Copy every item below word for word, leaving out the pictures.

====================

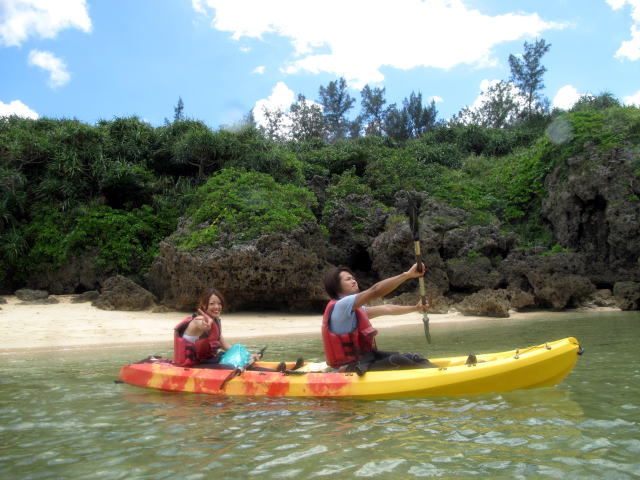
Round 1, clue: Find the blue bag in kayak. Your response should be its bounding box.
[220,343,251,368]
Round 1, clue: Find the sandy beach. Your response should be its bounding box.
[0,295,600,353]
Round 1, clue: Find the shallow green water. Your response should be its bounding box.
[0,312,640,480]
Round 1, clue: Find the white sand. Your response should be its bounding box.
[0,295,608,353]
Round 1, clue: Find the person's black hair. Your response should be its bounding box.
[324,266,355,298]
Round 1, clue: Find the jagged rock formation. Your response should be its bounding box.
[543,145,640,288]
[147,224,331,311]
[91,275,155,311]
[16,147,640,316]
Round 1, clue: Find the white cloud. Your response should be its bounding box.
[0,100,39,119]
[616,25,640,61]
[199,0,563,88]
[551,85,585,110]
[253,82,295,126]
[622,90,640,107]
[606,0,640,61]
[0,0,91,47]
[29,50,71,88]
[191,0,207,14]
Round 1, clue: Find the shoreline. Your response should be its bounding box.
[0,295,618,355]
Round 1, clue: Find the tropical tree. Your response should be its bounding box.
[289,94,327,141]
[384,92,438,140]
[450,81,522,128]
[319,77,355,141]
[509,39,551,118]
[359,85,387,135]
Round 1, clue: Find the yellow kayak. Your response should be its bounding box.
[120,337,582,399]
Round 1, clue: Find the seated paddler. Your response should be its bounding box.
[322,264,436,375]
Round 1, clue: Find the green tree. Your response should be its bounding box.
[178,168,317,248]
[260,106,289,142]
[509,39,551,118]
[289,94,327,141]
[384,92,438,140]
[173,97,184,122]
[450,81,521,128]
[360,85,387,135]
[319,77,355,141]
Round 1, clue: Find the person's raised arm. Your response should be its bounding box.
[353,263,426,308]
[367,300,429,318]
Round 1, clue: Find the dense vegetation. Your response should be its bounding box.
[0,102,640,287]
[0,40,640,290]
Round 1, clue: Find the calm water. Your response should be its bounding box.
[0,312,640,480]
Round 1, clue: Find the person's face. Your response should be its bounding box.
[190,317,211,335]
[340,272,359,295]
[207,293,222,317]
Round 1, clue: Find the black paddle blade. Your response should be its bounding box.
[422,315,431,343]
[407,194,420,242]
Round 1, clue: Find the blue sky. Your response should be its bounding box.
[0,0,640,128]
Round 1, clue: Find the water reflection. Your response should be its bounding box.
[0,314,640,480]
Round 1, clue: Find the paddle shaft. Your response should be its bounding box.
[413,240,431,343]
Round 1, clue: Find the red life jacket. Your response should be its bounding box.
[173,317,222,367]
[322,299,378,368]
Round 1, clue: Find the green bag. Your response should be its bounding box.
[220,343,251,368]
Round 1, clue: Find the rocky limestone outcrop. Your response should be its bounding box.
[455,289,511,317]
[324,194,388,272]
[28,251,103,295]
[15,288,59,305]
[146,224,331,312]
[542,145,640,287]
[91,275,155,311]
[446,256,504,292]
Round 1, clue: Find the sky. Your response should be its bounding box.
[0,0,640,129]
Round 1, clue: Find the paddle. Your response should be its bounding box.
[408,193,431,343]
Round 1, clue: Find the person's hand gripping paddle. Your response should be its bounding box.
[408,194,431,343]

====================

**RESULT:**
Round 1, clue: Find the blue bag in kayak. Your response should be its bounding box.
[220,343,251,368]
Round 1, clue: Find the sandy beach. Your response should be its bounding box.
[0,295,600,353]
Round 1, clue: Find the shallow green water. Your response should be its bounding box.
[0,312,640,480]
Round 1, clue: Find the white sand. Your response should be its bounding box.
[0,295,608,353]
Round 1, clue: Find the person's black hair. Your response should be its bounding box.
[324,266,355,298]
Round 1, clue: Find the jagged rock formation. Your response should be its bounding box.
[543,145,640,288]
[147,224,331,311]
[91,275,155,311]
[16,147,640,316]
Round 1, clue: Find the white cloud. Your response should be its bounding box.
[0,100,39,119]
[616,25,640,61]
[199,0,563,88]
[551,85,585,110]
[253,82,295,126]
[622,90,640,107]
[606,0,640,61]
[0,0,91,47]
[29,50,71,88]
[191,0,207,14]
Round 1, clue: Find the shoreline. Your response should be its bounding box.
[0,295,618,355]
Round 1, clue: Find the tropical tree. Your response should be its bounding box.
[289,94,327,141]
[384,92,438,140]
[450,81,522,128]
[319,77,355,141]
[509,39,551,118]
[359,85,387,135]
Round 1, clue: Find the yellow kayak. Your response should be its bounding box.
[120,337,582,399]
Round 1, clue: Find the seated paddler. Your response should be its bounding box.
[322,264,436,375]
Round 1, clue: Find the green tree. Your response should be its bounding box.
[178,168,317,248]
[260,106,289,142]
[509,39,551,118]
[289,94,327,141]
[384,92,438,140]
[173,97,184,122]
[450,81,521,128]
[360,85,387,135]
[319,77,355,141]
Round 1, clue: Find the person's raised arm. Your response should be its bounding box.
[353,263,426,308]
[367,300,429,318]
Round 1, clue: Find the dense vegetation. Your response should be its bounding box.
[0,102,640,287]
[0,40,640,290]
Round 1, clue: Find the calm water. Your response should be its bounding box.
[0,312,640,480]
Round 1, clue: Find the person's face. Your response should be its bounding box.
[190,317,211,335]
[340,272,359,295]
[207,293,222,317]
Round 1, clue: Find the black paddle blade. Your response should be its bounding box.
[422,315,431,343]
[407,194,420,242]
Round 1, clue: Find the blue sky. Your response should be its bounding box.
[0,0,640,128]
Round 1, clue: Find the water reflection. Your response should be its bounding box.
[0,314,640,480]
Round 1, clue: Find the paddle shaft. Your response should be its bounding box.
[413,240,431,343]
Round 1, clue: Find the red life jacket. Your response should be its bounding box.
[173,317,222,367]
[322,299,378,368]
Round 1, clue: Find the green bag. Your response should be its bounding box.
[220,343,251,368]
Round 1, clue: Find the rocky limestone outcrop. Your response should be its bounding box.
[455,289,511,317]
[324,194,388,272]
[28,251,103,295]
[15,288,59,305]
[146,224,331,312]
[542,145,640,287]
[91,275,155,311]
[446,256,504,292]
Round 1, clue: Find the sky. Your response should be its bounding box.
[0,0,640,129]
Round 1, clue: Find the paddle. Your response should be its bounding box.
[408,193,431,343]
Round 1, clue: Find the person's hand gripping paddle. Your response should be its bounding box.
[408,194,431,343]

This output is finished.